Collected data
:::
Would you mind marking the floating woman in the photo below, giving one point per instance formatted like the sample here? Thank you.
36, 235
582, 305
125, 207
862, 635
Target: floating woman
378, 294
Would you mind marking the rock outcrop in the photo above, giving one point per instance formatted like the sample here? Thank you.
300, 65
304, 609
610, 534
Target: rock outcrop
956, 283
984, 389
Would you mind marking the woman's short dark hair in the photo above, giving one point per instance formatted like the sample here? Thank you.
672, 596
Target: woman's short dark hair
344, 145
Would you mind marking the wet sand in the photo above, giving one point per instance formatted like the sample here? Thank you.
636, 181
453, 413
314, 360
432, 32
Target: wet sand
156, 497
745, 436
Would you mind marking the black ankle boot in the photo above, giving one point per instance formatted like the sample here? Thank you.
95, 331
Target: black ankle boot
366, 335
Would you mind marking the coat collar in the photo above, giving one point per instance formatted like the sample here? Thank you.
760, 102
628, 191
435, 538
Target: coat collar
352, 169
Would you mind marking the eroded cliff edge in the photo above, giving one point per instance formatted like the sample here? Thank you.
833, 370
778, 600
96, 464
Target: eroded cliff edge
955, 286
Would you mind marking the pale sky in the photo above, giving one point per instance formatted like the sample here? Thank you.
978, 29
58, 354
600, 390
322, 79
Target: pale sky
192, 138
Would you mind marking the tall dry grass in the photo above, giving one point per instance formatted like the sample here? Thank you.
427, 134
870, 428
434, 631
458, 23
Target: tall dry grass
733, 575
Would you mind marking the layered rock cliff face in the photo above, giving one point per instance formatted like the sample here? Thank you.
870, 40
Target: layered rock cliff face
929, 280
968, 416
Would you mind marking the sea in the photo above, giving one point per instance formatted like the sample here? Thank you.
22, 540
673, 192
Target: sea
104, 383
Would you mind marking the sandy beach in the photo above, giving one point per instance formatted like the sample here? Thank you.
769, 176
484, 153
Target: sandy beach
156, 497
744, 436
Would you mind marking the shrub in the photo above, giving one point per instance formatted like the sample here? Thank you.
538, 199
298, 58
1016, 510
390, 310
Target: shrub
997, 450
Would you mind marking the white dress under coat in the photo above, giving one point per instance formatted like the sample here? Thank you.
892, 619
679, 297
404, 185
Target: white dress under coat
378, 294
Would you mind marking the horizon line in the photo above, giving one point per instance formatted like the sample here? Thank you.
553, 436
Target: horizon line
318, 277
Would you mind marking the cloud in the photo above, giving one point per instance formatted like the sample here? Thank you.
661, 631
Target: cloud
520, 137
:::
» **TASK OBJECTIVE**
The listing above should be transcribed in full, exactly as written.

» **SOLUTION TO THE EXERCISE**
Would you mind marking the floating woman in the photo below, giving one point per instance formatted like the sample here? Thank you.
36, 235
582, 305
125, 207
862, 635
Target: floating woman
378, 294
Would you mind marking the rock outcrop in the photo above, giving one point per instance formatted like the sample here? Thank you.
300, 65
304, 609
610, 534
Target: rock outcrop
956, 283
984, 389
Would you mind marking the woman's short dark hair in the photo above, giving one point per instance formatted like the sample here? Thank you.
672, 596
Target: woman's short dark hair
344, 145
Would you mind marking the wet sand in the photo above, giving one point per instance formatted like the sample here? Thank you.
636, 181
453, 413
314, 360
432, 32
Target: wet sand
156, 497
745, 436
Would you mind marking the black ankle boot in the photo above, giving one point per instance formatted like the sample here? Thank you.
95, 331
Target: black ankle boot
366, 335
Would you mind marking the coat collar in the photo above, giving one point per instance formatted like the sample here? Thank you.
760, 102
628, 191
435, 538
Target: coat collar
352, 169
Would you mind marking the eroded cliff edge in the photo above, giving one point per instance formatted like the sample here? Thank you.
833, 370
778, 600
96, 464
Target: eroded cliff edge
955, 286
Would you mind marking the pale sky in the photo above, giving one point per instance formatted like the sample here? Thank you.
978, 29
58, 354
600, 390
322, 79
Target: pale sky
192, 138
Would you mind marking the tall dry grass in the photo above, giving one point per instance formatted like the sample here? Thank you.
427, 134
870, 428
434, 631
458, 23
Target: tall dry grass
733, 575
Would you mind marking the layered rock cliff face in the photo above, giving one point per instance formatted like the sample here? Thank you.
870, 40
Target: layered rock cliff face
929, 280
968, 416
Would you mind marking the sea in the photo above, giving one point per instance formatted like the sample here? Thank you.
22, 540
673, 192
Target: sea
104, 383
Would you mind marking the sandy beach in the photo above, giving one point per instance formatted like the sample here? Thank you.
769, 176
484, 153
Target: sandy beach
156, 497
744, 436
Would you mind marking the shrub in the photo above, giving one point per instance formatted like the sample here? Thank you.
538, 199
298, 58
1016, 510
390, 310
Target: shrub
997, 450
Would you mind marking the white dress under coat in the photo above, giving one point per instance formatted like the sample here? Thank you.
892, 619
679, 297
404, 185
Target: white dress under coat
378, 294
Would you mind marking the horizon line in the photo above, giving one point per instance formatted like the sample here? Thank you.
553, 436
Target: horizon line
318, 277
Would you mind marking the cloud in the photo above, giving one point per instance formatted like the sample here? Thank you.
661, 631
Target: cloud
520, 137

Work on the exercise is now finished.